DATA FOR THE TASK >>
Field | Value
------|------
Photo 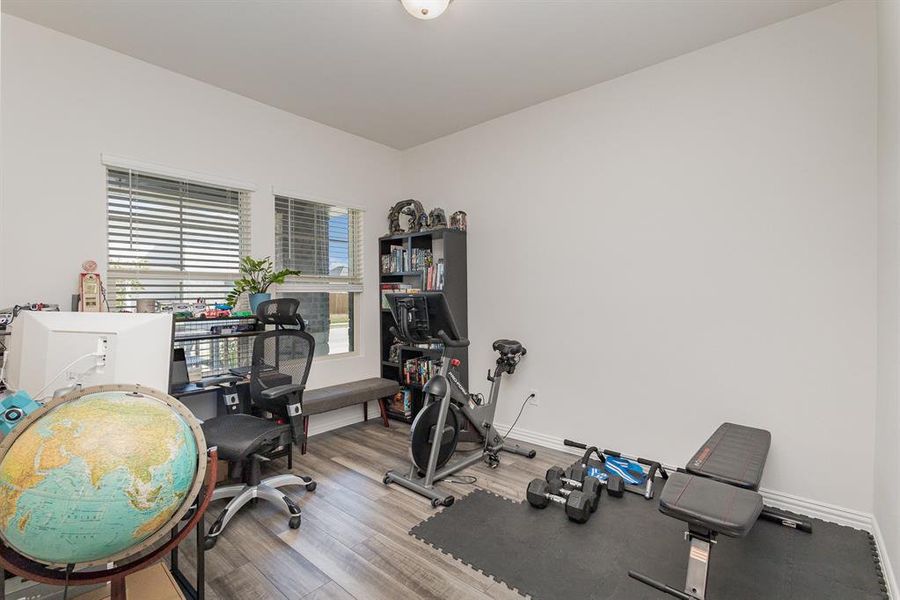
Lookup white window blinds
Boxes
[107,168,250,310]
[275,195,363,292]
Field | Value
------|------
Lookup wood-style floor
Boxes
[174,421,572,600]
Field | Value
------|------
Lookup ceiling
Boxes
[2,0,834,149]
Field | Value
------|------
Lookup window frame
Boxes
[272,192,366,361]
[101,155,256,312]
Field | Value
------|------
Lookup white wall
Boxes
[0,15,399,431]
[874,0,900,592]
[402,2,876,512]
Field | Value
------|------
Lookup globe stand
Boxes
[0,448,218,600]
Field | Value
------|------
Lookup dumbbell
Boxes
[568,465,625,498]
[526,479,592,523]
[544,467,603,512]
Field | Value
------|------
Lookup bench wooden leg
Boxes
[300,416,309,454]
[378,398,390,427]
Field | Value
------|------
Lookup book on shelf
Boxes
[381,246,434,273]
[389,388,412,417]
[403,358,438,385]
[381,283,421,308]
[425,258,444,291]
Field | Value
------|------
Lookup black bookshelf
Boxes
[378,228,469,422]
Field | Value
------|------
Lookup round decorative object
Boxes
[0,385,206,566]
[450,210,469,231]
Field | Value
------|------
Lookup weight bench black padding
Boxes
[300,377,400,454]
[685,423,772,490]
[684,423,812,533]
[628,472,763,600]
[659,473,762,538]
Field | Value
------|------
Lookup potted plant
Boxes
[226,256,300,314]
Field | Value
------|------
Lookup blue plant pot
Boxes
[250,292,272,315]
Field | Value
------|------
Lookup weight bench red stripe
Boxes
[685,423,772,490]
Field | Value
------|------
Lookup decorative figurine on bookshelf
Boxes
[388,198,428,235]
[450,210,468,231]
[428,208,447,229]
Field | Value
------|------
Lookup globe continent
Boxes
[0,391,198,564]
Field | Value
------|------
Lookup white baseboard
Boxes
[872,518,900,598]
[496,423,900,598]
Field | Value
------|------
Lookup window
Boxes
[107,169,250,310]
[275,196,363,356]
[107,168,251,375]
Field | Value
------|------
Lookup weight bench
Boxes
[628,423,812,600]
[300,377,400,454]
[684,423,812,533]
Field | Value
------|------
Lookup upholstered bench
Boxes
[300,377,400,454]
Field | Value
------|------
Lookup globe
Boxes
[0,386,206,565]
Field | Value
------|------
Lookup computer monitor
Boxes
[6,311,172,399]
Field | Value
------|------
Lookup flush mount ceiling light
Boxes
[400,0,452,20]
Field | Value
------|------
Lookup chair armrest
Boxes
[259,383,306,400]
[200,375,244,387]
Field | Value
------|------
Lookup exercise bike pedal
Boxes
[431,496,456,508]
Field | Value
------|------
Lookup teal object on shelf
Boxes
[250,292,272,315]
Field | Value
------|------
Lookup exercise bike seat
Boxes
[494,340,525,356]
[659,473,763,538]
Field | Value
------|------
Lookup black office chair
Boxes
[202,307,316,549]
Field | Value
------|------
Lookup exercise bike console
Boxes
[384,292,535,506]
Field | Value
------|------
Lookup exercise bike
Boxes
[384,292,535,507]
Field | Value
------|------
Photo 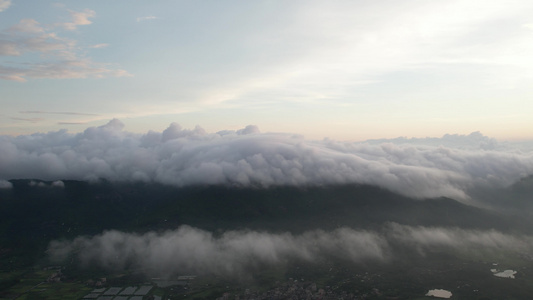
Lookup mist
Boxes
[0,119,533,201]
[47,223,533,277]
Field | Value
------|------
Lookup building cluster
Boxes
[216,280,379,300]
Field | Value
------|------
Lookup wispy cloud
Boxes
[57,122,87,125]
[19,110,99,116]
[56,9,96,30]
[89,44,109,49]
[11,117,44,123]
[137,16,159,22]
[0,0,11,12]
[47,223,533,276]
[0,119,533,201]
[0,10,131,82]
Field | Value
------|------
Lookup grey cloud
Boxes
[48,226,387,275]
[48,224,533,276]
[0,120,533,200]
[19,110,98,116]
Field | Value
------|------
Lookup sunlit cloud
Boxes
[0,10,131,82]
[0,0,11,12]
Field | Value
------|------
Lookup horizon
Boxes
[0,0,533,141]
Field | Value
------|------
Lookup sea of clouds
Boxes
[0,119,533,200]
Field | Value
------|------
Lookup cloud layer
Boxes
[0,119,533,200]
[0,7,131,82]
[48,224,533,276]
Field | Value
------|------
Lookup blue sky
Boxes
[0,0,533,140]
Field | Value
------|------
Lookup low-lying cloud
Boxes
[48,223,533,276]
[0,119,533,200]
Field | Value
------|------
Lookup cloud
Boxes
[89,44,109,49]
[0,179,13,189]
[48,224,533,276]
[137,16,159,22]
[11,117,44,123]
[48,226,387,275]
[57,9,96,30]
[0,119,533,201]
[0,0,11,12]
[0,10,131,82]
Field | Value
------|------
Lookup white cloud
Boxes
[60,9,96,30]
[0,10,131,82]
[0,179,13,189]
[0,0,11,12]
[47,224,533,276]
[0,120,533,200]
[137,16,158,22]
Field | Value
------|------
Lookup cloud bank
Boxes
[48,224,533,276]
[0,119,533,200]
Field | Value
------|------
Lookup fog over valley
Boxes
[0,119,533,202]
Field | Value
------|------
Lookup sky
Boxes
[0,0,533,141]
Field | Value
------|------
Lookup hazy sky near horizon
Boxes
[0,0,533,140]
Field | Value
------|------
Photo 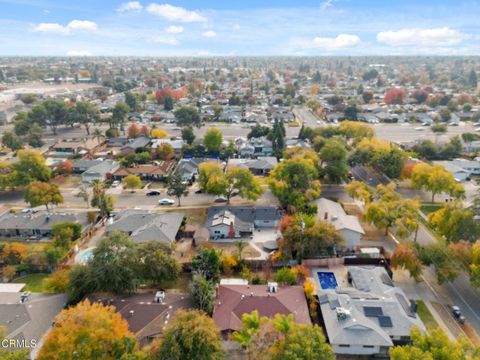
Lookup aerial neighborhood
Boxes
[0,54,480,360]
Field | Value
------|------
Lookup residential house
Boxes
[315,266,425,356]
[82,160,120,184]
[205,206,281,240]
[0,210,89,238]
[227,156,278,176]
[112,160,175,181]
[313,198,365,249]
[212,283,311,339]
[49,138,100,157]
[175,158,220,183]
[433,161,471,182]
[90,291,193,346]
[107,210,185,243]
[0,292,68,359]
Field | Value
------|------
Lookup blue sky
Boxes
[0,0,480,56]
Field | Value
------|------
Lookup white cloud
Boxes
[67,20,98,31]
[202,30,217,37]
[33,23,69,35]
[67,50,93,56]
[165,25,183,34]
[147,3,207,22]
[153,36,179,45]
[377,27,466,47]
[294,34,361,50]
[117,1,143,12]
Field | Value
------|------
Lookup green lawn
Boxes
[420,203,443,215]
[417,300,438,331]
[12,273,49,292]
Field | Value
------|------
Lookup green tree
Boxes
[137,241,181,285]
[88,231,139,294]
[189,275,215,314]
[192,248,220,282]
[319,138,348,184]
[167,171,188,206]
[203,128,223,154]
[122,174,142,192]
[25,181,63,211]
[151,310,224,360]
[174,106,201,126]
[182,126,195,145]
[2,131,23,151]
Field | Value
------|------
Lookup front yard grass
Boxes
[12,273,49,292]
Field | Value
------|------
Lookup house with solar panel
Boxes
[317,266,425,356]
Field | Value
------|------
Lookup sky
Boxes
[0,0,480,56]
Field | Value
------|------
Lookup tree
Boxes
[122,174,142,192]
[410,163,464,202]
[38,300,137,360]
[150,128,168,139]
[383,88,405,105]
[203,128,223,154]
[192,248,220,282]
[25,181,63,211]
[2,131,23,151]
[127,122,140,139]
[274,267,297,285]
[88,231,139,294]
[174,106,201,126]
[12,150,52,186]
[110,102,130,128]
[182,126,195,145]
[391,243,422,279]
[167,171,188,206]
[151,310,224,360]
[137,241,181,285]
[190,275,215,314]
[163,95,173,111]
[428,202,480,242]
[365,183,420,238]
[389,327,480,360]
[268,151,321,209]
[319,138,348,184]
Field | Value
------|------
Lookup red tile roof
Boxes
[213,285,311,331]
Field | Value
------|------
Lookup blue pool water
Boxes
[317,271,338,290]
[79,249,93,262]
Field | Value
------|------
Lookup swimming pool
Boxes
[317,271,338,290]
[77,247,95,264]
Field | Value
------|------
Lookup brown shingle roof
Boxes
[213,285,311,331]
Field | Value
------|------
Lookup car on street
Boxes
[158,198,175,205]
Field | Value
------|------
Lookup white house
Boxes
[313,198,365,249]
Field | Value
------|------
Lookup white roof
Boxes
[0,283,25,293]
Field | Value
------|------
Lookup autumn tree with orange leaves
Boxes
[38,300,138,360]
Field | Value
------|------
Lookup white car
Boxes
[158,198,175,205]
==
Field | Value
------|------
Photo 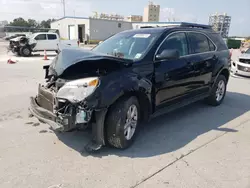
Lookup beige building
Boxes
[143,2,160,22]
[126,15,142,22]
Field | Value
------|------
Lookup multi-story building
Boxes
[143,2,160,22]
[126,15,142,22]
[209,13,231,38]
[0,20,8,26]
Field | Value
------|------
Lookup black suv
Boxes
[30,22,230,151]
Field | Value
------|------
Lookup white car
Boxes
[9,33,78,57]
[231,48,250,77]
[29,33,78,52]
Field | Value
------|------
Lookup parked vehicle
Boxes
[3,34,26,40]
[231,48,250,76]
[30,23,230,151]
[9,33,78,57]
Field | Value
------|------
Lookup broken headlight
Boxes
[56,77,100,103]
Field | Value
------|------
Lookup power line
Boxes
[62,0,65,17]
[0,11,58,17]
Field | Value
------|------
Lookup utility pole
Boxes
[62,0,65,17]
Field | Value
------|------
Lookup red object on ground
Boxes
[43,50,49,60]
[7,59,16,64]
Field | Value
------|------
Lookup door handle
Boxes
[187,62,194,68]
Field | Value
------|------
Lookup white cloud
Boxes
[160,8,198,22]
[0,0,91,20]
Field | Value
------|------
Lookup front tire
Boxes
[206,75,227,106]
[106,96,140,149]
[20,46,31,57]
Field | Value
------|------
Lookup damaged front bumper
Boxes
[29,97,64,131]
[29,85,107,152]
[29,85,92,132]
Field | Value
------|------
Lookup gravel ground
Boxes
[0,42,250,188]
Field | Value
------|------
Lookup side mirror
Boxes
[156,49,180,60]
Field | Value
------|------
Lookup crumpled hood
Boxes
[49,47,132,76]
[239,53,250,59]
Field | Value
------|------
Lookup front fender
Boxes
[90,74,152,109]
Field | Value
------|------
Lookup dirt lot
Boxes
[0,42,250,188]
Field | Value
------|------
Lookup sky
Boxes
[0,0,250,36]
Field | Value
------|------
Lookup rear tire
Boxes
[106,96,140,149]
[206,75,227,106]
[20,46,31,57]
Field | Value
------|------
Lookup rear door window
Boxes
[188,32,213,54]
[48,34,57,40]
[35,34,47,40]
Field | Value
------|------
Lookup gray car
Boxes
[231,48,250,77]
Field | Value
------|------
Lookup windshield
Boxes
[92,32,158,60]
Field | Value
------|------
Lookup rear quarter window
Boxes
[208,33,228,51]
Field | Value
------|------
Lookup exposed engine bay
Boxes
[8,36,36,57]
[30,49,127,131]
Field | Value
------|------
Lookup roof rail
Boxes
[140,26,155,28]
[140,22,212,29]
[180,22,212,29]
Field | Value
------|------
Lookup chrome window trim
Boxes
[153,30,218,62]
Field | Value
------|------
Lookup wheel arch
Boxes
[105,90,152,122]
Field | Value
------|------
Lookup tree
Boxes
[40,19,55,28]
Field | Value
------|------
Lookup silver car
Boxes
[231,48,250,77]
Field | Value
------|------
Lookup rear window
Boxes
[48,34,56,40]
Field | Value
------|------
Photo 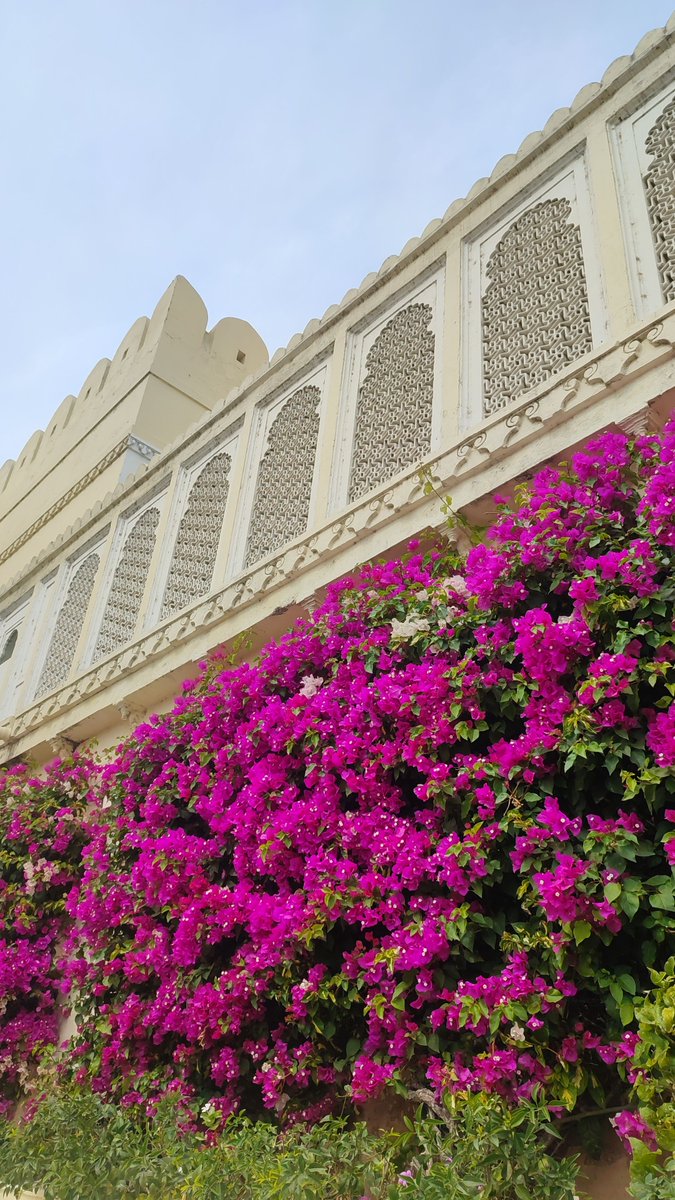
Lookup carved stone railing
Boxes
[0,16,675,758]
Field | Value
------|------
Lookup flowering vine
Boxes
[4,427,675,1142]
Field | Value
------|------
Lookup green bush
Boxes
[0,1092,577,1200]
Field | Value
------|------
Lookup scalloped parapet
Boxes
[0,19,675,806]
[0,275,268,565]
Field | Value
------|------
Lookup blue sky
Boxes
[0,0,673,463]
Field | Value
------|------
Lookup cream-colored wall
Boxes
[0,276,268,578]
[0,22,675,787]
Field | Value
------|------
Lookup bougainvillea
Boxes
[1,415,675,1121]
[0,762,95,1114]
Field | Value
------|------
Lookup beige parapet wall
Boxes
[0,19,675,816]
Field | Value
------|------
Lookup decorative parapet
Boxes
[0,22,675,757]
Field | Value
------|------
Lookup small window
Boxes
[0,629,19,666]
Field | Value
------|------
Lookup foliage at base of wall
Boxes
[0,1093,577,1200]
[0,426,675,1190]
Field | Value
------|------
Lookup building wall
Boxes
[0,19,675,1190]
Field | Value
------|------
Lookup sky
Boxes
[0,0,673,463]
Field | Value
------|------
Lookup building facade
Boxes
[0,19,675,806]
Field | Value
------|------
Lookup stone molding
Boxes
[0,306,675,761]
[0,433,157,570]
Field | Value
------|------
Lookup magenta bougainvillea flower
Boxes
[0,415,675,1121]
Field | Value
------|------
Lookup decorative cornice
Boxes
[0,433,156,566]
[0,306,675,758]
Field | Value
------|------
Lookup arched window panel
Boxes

PROBLEM >> Copy each line from the records above that contains the word "panel", matching case exactly.

COMPLETE OUTPUT >>
Lookup house with solar panel
Lookup arched window panel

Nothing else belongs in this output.